EXERCISE TASK >>
List every line of the items below that contains the string "tail", copying each line unchanged.

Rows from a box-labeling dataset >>
-*-

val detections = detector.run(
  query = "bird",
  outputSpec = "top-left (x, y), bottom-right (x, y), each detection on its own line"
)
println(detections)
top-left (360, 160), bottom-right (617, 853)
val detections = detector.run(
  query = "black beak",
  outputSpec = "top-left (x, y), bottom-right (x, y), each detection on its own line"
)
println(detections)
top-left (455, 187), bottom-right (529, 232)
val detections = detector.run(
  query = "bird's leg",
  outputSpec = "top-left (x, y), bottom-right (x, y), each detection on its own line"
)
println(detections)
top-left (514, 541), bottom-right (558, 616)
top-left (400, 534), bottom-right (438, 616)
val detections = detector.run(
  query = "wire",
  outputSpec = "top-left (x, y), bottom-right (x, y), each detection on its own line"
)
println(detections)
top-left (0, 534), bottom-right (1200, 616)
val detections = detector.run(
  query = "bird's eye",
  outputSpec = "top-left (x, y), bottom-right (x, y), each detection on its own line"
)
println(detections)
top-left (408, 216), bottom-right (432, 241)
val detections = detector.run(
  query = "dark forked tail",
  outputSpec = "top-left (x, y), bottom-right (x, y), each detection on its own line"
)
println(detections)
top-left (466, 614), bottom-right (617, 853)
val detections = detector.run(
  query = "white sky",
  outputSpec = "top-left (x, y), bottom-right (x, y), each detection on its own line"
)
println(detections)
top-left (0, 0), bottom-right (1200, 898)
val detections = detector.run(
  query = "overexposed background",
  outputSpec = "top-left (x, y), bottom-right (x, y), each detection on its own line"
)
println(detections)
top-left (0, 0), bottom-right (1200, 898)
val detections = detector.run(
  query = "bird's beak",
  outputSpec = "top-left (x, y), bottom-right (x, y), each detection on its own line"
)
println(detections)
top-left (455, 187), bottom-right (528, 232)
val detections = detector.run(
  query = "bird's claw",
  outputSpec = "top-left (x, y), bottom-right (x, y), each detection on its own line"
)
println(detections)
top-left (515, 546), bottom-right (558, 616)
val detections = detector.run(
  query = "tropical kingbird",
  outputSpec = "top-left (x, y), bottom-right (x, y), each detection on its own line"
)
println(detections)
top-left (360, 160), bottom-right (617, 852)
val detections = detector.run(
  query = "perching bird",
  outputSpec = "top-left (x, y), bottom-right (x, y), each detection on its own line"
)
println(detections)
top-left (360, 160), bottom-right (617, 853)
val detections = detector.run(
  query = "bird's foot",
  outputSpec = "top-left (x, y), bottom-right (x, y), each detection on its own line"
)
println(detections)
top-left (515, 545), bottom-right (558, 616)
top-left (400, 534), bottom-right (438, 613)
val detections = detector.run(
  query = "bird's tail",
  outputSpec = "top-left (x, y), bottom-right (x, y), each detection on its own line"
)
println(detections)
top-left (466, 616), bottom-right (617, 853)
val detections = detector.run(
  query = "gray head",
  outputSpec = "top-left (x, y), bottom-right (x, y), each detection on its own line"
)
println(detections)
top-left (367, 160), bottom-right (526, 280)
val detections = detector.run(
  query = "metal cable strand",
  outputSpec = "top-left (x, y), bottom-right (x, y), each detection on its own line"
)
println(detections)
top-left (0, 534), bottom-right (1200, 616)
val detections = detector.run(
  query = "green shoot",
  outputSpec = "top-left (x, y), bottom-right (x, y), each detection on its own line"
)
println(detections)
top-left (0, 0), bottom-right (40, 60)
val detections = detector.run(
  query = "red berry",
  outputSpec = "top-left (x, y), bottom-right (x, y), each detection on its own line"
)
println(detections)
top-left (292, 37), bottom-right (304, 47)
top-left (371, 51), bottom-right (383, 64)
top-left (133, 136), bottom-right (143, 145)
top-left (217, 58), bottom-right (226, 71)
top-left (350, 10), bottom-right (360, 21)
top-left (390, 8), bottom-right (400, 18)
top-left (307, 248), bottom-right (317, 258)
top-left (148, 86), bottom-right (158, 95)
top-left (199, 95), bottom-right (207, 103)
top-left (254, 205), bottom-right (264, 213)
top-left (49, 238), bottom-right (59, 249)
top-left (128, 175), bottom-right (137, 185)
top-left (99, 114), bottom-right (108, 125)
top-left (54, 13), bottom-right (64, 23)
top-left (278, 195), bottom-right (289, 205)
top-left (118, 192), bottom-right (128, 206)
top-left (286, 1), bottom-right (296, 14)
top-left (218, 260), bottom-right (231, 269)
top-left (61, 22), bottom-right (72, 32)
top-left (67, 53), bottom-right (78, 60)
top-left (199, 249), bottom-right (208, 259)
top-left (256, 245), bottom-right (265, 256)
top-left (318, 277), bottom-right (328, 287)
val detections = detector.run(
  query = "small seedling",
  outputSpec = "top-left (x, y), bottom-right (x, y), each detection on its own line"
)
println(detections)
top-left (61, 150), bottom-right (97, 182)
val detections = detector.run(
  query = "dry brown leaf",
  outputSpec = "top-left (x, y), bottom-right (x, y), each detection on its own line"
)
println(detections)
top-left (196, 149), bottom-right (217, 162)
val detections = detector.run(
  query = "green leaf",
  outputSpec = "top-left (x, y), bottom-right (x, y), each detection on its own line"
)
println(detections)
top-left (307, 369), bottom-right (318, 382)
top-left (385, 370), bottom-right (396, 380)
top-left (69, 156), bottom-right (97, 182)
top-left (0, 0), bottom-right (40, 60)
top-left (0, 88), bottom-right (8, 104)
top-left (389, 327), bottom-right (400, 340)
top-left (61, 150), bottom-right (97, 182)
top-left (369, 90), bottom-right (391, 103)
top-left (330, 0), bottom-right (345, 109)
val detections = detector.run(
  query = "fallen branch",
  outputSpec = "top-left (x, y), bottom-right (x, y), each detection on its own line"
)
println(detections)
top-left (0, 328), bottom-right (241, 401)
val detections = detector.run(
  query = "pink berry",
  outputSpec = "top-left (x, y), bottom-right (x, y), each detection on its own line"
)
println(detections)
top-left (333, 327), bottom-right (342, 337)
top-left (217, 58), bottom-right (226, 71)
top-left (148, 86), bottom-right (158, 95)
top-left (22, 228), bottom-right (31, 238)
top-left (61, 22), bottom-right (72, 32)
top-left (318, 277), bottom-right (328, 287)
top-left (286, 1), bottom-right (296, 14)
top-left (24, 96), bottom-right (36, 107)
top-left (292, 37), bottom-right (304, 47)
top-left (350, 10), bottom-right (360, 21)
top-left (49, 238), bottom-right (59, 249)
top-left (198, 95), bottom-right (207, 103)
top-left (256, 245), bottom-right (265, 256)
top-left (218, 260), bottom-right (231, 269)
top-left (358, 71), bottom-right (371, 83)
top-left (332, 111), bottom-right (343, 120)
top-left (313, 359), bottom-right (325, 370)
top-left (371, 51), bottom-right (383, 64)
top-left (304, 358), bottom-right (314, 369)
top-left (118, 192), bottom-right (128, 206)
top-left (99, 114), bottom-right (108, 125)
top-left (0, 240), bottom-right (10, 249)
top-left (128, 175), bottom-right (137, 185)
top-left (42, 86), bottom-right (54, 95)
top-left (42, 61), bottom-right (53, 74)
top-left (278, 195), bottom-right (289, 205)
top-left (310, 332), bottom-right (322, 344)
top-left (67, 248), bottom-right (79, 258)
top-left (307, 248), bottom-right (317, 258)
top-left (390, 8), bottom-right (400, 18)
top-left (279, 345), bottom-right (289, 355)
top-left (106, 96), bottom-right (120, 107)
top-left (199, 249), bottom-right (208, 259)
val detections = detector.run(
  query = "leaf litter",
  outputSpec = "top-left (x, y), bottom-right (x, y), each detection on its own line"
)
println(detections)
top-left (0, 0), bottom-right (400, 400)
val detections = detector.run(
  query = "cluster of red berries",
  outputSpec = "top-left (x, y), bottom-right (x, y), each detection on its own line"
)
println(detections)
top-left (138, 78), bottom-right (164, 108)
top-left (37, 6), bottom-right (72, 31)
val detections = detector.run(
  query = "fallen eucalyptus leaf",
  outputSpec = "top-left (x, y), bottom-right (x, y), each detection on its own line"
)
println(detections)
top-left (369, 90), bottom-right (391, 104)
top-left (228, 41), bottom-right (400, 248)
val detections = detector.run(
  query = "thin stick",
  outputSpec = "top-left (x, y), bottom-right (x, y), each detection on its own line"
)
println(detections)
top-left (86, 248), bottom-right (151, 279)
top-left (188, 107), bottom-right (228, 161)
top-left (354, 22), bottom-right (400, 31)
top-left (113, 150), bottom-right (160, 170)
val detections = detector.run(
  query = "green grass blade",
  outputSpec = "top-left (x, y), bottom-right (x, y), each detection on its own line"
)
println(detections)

-*-

WRITTEN RESPONSE >>
  query = "dark forked tail",
  query = "bird's tail",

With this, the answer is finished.